(Quoted text):
Joy cons have been a problem for me too. Problem is I'm having same issues with drift with the ps5 controller.

My PS4 dualshock has drifting problems too (after only one year of use) and be mindful, while Joycon drift is annoying they can be solved with some cleaning. Dualshock drift is a nightmare because you need to open your controller and remove carefully almost all parts before cleaning, I watched a couple of videos and decided it was better to just buy another controller 

I honestly see no hope for this. Market leniency towards Nintendo unleashed this towards us. We are all doomed to keep buying low quality controllers every 2 years. I don't know why people don't address this as a severe problem but rage about completely optional MTX 



ZyroXZ2 said:

And of course, I and many others applauded Iwata's decision to take the pay cut.  This is part of why I even made a tribute video: Iwata was a bit of an anti-CEO in ways.  You watch his interviews and he really seems like he'd rather be making games than running the company, something I recall him even alluding to.  I think the Switch era would have been very different under him, tbh.  But even so, the Wii and DS were so successful that it was inevitable there would be laziness creeping in, something even a CEO can't control because he's not making the sole decisions across a company this big.  Enter the Wii U and 3DS, both factually doing worse than their predecessors, but showing off some Nintendo's brightest software bits.

(Things to do):
**A)** For each statement, say yes or no on whether it agrees with the forum text, and quote the exact words of the text that decide it: (i) The PS4 DualShock started drifting after only one year of use. (ii) Joycon drift cannot be fixed by cleaning. (iii) The Wii U and 3DS did better than their predecessors.
**B)** Return the passage of the forum text from "And of course, I" up to and including "brightest software bits.".
The lines after this sentence are separate material and are not part of the forum text.

Coordinate annotation entries:
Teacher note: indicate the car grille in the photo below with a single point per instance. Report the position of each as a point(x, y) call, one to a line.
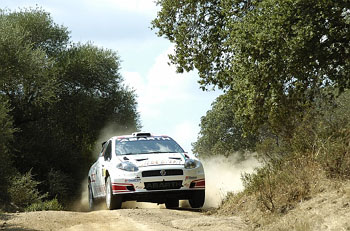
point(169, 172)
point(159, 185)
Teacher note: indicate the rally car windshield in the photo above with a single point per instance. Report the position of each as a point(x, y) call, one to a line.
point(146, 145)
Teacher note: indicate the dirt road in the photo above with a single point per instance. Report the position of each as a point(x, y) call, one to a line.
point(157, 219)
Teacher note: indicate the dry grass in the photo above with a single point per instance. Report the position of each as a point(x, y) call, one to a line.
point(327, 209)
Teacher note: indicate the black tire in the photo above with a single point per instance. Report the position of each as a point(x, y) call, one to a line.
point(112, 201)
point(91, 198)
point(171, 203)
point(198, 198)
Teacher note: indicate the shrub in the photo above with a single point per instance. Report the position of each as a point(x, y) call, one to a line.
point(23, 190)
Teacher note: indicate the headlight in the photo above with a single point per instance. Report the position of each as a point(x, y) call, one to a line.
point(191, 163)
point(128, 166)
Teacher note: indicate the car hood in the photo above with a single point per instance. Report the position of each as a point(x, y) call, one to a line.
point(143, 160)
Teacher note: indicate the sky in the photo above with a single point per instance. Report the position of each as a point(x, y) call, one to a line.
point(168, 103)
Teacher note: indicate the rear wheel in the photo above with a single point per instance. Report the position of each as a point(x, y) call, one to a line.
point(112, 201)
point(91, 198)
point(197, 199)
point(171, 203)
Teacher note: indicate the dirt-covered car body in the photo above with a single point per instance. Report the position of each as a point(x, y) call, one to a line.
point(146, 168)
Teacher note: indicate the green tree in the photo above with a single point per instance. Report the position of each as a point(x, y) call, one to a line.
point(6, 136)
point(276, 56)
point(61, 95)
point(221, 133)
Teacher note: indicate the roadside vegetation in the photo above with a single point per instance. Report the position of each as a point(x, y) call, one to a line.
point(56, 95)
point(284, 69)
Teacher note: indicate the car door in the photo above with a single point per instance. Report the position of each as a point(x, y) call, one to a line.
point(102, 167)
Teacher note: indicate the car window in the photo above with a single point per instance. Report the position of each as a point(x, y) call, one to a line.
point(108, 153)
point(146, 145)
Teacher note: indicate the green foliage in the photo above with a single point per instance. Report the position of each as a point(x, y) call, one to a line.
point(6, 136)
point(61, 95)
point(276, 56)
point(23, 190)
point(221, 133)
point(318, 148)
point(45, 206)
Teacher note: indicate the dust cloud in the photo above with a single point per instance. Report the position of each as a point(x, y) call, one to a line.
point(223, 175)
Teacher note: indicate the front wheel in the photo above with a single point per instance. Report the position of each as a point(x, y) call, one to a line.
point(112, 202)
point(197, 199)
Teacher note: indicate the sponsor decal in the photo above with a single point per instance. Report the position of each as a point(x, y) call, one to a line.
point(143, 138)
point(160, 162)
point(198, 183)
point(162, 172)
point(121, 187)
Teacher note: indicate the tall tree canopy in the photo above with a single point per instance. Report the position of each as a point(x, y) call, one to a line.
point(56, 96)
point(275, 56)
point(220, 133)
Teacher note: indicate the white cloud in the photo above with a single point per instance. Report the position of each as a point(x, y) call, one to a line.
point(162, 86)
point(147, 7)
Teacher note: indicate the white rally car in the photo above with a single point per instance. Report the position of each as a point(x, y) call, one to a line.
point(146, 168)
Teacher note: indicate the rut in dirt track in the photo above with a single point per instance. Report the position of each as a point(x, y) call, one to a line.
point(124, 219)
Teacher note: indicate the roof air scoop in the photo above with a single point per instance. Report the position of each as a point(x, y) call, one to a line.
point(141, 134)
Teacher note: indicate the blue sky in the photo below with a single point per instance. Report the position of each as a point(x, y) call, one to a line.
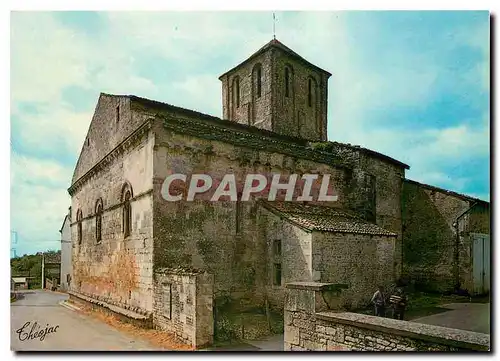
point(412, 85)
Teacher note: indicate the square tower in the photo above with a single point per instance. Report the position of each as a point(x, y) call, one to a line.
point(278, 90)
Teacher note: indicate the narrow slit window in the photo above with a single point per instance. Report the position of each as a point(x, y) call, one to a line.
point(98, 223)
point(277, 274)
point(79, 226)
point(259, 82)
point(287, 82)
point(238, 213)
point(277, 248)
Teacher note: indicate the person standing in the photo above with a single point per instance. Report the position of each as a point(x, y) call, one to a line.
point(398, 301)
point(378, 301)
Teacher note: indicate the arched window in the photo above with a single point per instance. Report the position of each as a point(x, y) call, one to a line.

(Responses for each task):
**A)**
(i) Yes: "after only one year of use"
(ii) No: "they can be solved with some cleaning"
(iii) No: "both factually doing worse than their predecessors"

**B)**
And of course, I and many others applauded Iwata's decision to take the pay cut.  This is part of why I even made a tribute video: Iwata was a bit of an anti-CEO in ways.  You watch his interviews and he really seems like he'd rather be making games than running the company, something I recall him even alluding to.  I think the Switch era would have been very different under him, tbh.  But even so, the Wii and DS were so successful that it was inevitable there would be laziness creeping in, something even a CEO can't control because he's not making the sole decisions across a company this big.  Enter the Wii U and 3DS, both factually doing worse than their predecessors, but showing off some Nintendo's brightest software bits.